Report how many lines in the entries below contain the word "grey". Give only the number.

>> Start Extracted records

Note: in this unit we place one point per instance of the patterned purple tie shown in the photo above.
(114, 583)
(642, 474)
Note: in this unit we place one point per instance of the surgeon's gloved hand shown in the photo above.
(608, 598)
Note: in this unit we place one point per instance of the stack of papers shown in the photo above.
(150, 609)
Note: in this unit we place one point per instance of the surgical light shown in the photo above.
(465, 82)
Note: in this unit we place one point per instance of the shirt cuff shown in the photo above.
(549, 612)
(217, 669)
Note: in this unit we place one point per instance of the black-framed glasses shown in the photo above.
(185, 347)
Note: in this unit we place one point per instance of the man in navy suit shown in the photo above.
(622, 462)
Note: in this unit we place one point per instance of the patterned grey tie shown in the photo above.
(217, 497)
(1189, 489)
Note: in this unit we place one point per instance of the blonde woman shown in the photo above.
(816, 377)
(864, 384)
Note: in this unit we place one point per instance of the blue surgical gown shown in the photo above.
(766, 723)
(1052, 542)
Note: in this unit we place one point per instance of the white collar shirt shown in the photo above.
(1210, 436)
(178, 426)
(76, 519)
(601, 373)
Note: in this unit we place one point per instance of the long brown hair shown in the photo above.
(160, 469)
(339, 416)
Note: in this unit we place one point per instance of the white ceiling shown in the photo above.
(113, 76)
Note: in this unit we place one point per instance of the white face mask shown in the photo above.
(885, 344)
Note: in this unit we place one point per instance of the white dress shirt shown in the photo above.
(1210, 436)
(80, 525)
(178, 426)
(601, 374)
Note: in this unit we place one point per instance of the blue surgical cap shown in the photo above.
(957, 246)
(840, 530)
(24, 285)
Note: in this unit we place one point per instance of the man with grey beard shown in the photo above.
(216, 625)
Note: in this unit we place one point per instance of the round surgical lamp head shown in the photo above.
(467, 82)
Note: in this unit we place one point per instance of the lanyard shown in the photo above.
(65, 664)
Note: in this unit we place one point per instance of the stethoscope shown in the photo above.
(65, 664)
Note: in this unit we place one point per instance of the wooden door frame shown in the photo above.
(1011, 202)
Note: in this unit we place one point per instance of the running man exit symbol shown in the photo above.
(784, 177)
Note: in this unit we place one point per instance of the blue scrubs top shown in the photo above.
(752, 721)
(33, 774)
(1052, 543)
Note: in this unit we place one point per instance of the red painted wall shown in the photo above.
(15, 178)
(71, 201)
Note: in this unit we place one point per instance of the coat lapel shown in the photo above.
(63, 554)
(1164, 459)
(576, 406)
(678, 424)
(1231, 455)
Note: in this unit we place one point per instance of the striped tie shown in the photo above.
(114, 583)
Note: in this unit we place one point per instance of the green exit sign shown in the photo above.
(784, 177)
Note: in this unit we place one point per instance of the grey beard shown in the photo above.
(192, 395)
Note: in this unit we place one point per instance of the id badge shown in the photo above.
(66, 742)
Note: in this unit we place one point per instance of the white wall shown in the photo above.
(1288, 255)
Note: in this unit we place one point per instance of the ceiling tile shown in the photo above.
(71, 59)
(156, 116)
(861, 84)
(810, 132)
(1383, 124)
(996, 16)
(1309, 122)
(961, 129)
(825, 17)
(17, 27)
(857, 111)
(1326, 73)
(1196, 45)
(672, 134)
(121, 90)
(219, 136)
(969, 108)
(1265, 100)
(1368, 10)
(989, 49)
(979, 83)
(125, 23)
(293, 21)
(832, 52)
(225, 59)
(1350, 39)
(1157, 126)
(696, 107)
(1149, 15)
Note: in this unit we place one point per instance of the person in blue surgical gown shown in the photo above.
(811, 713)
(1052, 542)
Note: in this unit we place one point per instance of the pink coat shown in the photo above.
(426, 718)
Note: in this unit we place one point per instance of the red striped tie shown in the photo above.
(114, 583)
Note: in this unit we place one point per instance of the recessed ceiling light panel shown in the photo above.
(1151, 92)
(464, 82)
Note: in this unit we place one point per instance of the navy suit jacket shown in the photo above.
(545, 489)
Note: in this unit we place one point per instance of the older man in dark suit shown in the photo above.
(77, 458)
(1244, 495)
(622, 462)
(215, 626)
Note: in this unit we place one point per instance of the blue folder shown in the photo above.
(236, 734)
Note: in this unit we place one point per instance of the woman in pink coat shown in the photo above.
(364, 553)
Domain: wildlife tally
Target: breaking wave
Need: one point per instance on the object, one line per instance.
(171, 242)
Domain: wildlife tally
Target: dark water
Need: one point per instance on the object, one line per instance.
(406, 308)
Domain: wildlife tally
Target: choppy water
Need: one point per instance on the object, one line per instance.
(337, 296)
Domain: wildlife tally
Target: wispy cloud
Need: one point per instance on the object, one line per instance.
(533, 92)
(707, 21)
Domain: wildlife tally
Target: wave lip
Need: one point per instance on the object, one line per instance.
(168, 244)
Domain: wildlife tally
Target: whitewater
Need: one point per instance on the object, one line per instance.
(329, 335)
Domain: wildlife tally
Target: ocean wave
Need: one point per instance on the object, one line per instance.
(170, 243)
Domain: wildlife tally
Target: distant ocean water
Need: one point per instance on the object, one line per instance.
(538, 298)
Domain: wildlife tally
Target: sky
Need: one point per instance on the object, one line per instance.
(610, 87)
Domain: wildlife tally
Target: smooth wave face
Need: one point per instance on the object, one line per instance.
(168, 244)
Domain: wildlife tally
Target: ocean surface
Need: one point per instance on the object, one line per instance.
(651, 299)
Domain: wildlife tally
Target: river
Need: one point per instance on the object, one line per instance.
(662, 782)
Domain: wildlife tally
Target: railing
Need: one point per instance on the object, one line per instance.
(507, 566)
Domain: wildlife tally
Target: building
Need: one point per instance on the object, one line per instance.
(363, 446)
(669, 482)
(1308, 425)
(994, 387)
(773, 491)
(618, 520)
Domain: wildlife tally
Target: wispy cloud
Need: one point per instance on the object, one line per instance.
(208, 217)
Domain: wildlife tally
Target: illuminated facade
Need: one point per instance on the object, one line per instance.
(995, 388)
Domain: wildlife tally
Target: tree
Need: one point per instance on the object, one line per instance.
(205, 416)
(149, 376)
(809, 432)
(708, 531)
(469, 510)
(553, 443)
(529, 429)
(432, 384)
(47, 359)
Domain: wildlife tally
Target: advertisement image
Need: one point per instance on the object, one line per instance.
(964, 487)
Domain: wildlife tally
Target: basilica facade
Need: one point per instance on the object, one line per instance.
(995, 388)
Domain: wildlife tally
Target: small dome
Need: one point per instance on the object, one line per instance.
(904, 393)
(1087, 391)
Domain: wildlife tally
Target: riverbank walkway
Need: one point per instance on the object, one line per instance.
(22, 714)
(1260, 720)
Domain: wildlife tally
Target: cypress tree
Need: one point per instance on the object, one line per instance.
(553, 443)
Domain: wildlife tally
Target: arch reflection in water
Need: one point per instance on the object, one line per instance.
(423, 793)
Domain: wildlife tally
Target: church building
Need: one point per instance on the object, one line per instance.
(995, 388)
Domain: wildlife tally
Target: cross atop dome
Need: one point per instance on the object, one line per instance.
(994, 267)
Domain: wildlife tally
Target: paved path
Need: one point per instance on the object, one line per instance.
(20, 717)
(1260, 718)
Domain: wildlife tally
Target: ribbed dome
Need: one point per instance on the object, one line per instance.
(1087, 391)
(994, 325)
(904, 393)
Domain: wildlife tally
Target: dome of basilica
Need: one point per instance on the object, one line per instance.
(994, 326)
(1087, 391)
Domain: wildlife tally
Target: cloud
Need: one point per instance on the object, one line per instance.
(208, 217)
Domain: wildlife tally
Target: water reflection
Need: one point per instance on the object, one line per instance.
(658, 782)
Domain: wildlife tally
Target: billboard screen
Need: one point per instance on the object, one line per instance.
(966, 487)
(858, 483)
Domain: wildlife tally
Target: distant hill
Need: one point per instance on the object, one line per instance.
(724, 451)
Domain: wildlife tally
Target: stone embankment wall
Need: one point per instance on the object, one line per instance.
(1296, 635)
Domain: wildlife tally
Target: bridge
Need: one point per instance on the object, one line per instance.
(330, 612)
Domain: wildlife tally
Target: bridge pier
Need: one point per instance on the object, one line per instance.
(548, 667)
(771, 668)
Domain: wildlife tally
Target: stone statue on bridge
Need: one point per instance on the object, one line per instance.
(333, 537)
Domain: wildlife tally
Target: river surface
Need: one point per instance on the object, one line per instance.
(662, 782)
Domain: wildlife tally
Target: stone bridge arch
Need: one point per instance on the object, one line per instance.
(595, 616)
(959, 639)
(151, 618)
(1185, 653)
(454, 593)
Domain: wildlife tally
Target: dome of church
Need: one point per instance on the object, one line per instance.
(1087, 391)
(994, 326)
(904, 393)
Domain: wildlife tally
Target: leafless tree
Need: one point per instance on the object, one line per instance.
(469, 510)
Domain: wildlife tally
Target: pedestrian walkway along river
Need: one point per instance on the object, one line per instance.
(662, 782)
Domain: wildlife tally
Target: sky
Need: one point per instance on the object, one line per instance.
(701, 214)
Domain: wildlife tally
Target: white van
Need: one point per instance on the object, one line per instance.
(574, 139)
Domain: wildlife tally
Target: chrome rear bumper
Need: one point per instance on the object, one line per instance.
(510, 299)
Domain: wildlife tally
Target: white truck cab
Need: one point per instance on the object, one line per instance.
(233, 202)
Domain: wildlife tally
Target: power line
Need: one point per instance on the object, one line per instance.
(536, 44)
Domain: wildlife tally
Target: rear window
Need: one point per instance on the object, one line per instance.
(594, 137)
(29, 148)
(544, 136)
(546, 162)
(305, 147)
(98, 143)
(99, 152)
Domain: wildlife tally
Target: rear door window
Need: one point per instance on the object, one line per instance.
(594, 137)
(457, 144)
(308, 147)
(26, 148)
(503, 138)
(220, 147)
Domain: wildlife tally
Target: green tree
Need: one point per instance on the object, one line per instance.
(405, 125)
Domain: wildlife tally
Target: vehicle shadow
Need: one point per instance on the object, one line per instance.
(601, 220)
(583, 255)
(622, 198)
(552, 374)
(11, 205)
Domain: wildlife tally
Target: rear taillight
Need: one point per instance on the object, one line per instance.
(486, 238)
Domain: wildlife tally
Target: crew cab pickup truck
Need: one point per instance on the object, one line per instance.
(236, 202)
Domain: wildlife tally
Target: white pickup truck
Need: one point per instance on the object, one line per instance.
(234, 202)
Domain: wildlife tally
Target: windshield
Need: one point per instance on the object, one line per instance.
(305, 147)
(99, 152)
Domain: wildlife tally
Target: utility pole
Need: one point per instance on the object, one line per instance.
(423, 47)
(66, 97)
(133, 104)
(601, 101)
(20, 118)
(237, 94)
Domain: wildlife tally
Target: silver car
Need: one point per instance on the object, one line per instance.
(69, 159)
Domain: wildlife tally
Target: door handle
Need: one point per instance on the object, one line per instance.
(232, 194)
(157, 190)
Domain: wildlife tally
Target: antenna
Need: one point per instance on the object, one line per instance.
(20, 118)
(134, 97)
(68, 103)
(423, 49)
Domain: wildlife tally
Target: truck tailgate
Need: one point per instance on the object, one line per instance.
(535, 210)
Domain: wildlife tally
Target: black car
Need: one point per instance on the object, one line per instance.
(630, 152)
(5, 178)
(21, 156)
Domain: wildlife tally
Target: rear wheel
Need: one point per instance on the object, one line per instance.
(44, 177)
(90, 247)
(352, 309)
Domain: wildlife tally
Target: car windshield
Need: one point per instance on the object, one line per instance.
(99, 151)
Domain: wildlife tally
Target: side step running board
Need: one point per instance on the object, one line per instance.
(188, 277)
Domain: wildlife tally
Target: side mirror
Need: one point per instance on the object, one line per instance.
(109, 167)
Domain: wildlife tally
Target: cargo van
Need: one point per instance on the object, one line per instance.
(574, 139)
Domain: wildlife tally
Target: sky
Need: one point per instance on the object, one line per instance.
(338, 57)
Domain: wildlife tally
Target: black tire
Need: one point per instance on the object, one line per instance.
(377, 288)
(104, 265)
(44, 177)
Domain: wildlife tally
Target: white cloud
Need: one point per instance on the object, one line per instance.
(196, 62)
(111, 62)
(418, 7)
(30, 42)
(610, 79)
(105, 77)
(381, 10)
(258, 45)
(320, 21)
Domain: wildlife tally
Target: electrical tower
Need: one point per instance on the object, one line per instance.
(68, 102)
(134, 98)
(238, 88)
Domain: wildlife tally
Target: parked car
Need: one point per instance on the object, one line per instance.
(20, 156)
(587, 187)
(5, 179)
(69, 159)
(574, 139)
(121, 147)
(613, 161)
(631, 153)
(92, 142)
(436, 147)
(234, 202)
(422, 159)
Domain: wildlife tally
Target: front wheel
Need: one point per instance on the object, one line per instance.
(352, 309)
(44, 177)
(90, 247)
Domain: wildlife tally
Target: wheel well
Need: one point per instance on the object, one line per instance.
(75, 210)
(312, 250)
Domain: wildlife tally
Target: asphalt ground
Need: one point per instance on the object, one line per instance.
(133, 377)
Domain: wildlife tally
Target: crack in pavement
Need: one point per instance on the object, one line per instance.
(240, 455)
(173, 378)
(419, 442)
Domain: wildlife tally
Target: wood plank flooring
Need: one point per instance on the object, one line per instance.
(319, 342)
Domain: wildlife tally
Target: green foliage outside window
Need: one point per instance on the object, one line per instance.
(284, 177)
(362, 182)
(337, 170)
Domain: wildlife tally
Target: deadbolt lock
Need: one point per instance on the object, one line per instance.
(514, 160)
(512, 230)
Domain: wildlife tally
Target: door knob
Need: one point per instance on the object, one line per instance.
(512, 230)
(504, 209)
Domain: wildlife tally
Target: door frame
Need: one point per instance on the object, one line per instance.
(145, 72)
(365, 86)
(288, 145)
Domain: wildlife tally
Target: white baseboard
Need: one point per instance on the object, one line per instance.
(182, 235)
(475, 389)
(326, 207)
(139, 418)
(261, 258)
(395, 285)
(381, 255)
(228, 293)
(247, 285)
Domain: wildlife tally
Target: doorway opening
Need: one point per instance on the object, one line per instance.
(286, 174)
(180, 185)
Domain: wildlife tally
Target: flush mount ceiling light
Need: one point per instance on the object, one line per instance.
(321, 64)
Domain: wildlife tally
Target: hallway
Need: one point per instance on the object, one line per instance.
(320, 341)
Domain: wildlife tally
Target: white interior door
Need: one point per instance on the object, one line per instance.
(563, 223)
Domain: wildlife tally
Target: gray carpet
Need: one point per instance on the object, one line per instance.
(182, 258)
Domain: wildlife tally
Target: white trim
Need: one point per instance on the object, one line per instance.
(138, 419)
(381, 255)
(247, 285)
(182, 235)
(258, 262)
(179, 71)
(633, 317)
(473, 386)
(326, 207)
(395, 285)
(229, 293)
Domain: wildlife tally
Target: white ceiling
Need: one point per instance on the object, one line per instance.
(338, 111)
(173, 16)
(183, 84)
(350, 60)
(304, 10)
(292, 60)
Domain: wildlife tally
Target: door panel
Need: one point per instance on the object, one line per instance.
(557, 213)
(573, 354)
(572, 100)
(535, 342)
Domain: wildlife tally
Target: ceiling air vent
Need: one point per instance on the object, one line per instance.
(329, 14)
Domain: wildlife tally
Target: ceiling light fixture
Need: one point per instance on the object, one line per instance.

>> End Extracted records

__Written reply__:
3